Aim:
Copy each of the entries below word for word, and leave the pictures out of your copy.

Task material:
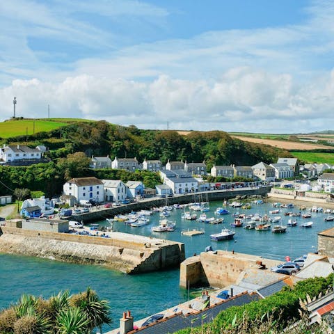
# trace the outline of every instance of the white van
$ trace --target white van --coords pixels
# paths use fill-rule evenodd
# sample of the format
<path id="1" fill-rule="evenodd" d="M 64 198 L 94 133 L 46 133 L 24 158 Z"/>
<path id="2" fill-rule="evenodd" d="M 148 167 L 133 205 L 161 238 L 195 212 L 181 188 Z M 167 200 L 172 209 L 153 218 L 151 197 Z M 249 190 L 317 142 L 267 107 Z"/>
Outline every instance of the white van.
<path id="1" fill-rule="evenodd" d="M 75 221 L 68 221 L 68 226 L 72 228 L 84 228 L 84 225 Z"/>

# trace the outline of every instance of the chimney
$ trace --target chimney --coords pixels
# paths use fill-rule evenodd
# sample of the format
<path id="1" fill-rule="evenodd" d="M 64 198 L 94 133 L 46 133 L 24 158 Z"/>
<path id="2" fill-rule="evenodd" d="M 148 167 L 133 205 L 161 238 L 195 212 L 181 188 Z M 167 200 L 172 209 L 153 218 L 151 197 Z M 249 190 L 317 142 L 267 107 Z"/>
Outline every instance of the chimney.
<path id="1" fill-rule="evenodd" d="M 131 312 L 123 312 L 123 317 L 120 319 L 120 334 L 126 334 L 134 330 L 134 317 Z"/>

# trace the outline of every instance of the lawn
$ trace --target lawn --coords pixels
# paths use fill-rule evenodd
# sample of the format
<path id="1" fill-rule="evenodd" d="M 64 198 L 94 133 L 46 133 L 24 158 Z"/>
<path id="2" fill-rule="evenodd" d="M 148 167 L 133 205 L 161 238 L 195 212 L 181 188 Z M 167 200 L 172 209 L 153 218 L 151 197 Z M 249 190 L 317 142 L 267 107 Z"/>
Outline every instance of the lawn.
<path id="1" fill-rule="evenodd" d="M 229 132 L 231 136 L 260 138 L 261 139 L 287 139 L 290 134 L 253 134 L 250 132 Z"/>
<path id="2" fill-rule="evenodd" d="M 0 137 L 8 138 L 16 136 L 33 134 L 41 132 L 49 132 L 67 125 L 72 122 L 86 121 L 78 118 L 23 119 L 7 120 L 0 122 Z M 88 121 L 88 120 L 87 120 Z"/>
<path id="3" fill-rule="evenodd" d="M 317 162 L 324 164 L 325 162 L 334 164 L 334 153 L 326 153 L 321 152 L 294 152 L 290 153 L 299 160 L 312 164 Z"/>

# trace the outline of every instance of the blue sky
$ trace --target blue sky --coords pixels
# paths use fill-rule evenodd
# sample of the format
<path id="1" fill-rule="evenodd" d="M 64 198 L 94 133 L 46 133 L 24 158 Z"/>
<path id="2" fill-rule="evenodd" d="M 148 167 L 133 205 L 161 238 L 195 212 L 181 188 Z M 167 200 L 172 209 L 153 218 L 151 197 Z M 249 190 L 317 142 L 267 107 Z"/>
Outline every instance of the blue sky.
<path id="1" fill-rule="evenodd" d="M 0 119 L 307 132 L 334 116 L 334 3 L 0 3 Z M 1 136 L 1 134 L 0 134 Z"/>

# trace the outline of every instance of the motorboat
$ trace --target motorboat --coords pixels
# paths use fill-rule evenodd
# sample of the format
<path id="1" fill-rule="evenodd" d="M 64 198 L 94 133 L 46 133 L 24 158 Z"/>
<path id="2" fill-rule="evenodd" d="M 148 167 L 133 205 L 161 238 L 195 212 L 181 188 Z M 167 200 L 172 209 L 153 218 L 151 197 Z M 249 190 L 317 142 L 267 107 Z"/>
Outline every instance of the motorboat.
<path id="1" fill-rule="evenodd" d="M 289 219 L 287 221 L 287 225 L 288 226 L 296 226 L 297 225 L 297 220 L 296 219 Z"/>
<path id="2" fill-rule="evenodd" d="M 301 228 L 312 228 L 312 221 L 307 221 L 306 223 L 303 223 L 302 224 L 301 224 Z"/>
<path id="3" fill-rule="evenodd" d="M 212 240 L 220 241 L 221 240 L 229 240 L 233 239 L 235 232 L 229 230 L 228 228 L 223 228 L 220 233 L 215 233 L 210 235 Z"/>
<path id="4" fill-rule="evenodd" d="M 151 230 L 152 232 L 173 232 L 175 230 L 175 223 L 168 219 L 161 219 L 158 226 L 154 226 Z"/>
<path id="5" fill-rule="evenodd" d="M 287 232 L 287 227 L 281 225 L 274 225 L 271 229 L 273 233 L 285 233 Z"/>
<path id="6" fill-rule="evenodd" d="M 256 226 L 256 221 L 250 221 L 246 223 L 246 225 L 244 228 L 246 230 L 253 230 L 255 228 Z"/>
<path id="7" fill-rule="evenodd" d="M 270 224 L 259 224 L 255 226 L 255 230 L 257 231 L 269 231 L 271 225 Z"/>
<path id="8" fill-rule="evenodd" d="M 217 209 L 216 209 L 215 213 L 216 214 L 222 215 L 222 214 L 228 214 L 230 212 L 223 207 L 217 207 Z"/>
<path id="9" fill-rule="evenodd" d="M 244 223 L 239 218 L 236 218 L 234 219 L 234 221 L 233 223 L 231 223 L 231 224 L 230 224 L 230 225 L 232 228 L 241 228 L 244 225 Z"/>

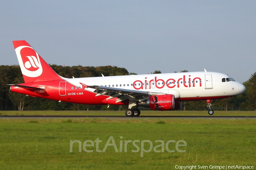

Response below:
# trace the outline of every instance of the white van
$ trace --target white van --coords pixels
# paths use fill-rule evenodd
# sample of the format
<path id="1" fill-rule="evenodd" d="M 64 198 L 94 133 L 46 133 L 24 158 Z"/>
<path id="2" fill-rule="evenodd" d="M 148 167 L 133 205 L 161 238 L 195 212 L 181 188 Z M 167 200 L 172 209 L 153 218 L 151 197 Z M 249 190 L 317 142 L 267 107 Z"/>
Outline every instance of the white van.
<path id="1" fill-rule="evenodd" d="M 75 221 L 68 221 L 68 226 L 72 228 L 84 228 L 84 225 Z"/>

# trace the outline of every instance of the chimney
$ trace --target chimney --coords pixels
# paths use fill-rule evenodd
# sample of the format
<path id="1" fill-rule="evenodd" d="M 64 198 L 94 133 L 46 133 L 24 158 Z"/>
<path id="2" fill-rule="evenodd" d="M 148 167 L 133 205 L 161 238 L 195 212 L 181 188 Z M 167 200 L 172 209 L 153 218 L 151 197 Z M 249 190 L 317 142 L 267 107 Z"/>
Outline every instance of the chimney.
<path id="1" fill-rule="evenodd" d="M 131 312 L 123 312 L 123 317 L 120 319 L 120 334 L 126 334 L 134 330 L 134 317 Z"/>

# trace the outline of every instance of the lawn
$ trace --target lawn --coords pixels
# paths use fill-rule evenodd
# sample of the format
<path id="1" fill-rule="evenodd" d="M 64 198 L 94 133 L 46 133 L 24 158 Z"/>
<path id="2" fill-rule="evenodd" d="M 148 167 L 133 205 L 161 238 L 195 212 L 181 188 Z M 167 200 L 172 209 L 153 218 L 151 197 Z M 249 190 L 317 142 L 267 107 Z"/>
Outline every instance of the lawn.
<path id="1" fill-rule="evenodd" d="M 229 132 L 231 136 L 260 138 L 261 139 L 287 139 L 290 134 L 253 134 L 250 132 Z"/>
<path id="2" fill-rule="evenodd" d="M 0 137 L 8 138 L 16 136 L 33 134 L 41 132 L 49 132 L 67 125 L 72 122 L 86 121 L 78 118 L 23 119 L 7 120 L 0 122 Z M 88 121 L 88 120 L 87 120 Z"/>
<path id="3" fill-rule="evenodd" d="M 317 162 L 324 164 L 325 162 L 334 164 L 334 153 L 326 153 L 321 152 L 294 152 L 290 153 L 299 160 L 312 164 Z"/>

# trace the outline of every instance of the blue sky
$ trace --target blue sky --coords pixels
# paths use fill-rule evenodd
# sample of the format
<path id="1" fill-rule="evenodd" d="M 64 198 L 94 133 L 46 133 L 24 158 Z"/>
<path id="2" fill-rule="evenodd" d="M 148 167 L 133 205 L 161 238 L 195 212 L 181 188 Z M 167 200 L 172 209 L 153 218 L 151 197 Z M 249 190 L 317 142 L 267 107 Z"/>
Outline every instance of the blue sky.
<path id="1" fill-rule="evenodd" d="M 0 119 L 307 132 L 334 116 L 334 3 L 0 3 Z M 1 136 L 1 134 L 0 134 Z"/>

# trace the outline of every instance of the motorboat
$ trace --target motorboat --coords pixels
# paths use fill-rule evenodd
# sample of the format
<path id="1" fill-rule="evenodd" d="M 64 198 L 94 133 L 46 133 L 24 158 Z"/>
<path id="2" fill-rule="evenodd" d="M 148 167 L 133 205 L 161 238 L 195 212 L 181 188 Z M 167 200 L 172 209 L 153 218 L 151 197 Z M 249 190 L 317 142 L 267 107 Z"/>
Outline every instance of the motorboat.
<path id="1" fill-rule="evenodd" d="M 289 219 L 287 221 L 287 225 L 288 226 L 296 226 L 297 225 L 297 220 L 296 219 Z"/>
<path id="2" fill-rule="evenodd" d="M 301 228 L 312 228 L 312 221 L 307 221 L 306 223 L 303 223 L 302 224 L 301 224 Z"/>
<path id="3" fill-rule="evenodd" d="M 212 240 L 220 241 L 221 240 L 229 240 L 233 239 L 235 232 L 229 230 L 228 228 L 223 228 L 220 233 L 215 233 L 210 235 Z"/>
<path id="4" fill-rule="evenodd" d="M 151 230 L 152 232 L 173 232 L 175 230 L 175 223 L 168 219 L 161 219 L 158 226 L 154 226 Z"/>
<path id="5" fill-rule="evenodd" d="M 287 232 L 287 227 L 281 225 L 274 225 L 271 229 L 273 233 L 285 233 Z"/>
<path id="6" fill-rule="evenodd" d="M 256 226 L 256 221 L 250 221 L 246 223 L 246 225 L 244 228 L 246 230 L 253 230 L 255 228 Z"/>
<path id="7" fill-rule="evenodd" d="M 270 224 L 259 224 L 255 226 L 255 230 L 257 231 L 269 231 L 271 225 Z"/>
<path id="8" fill-rule="evenodd" d="M 217 209 L 216 209 L 215 213 L 216 214 L 222 215 L 222 214 L 228 214 L 230 212 L 223 207 L 217 207 Z"/>
<path id="9" fill-rule="evenodd" d="M 244 223 L 239 218 L 236 218 L 234 219 L 234 221 L 233 223 L 231 223 L 231 224 L 230 224 L 230 225 L 232 228 L 241 228 L 244 225 Z"/>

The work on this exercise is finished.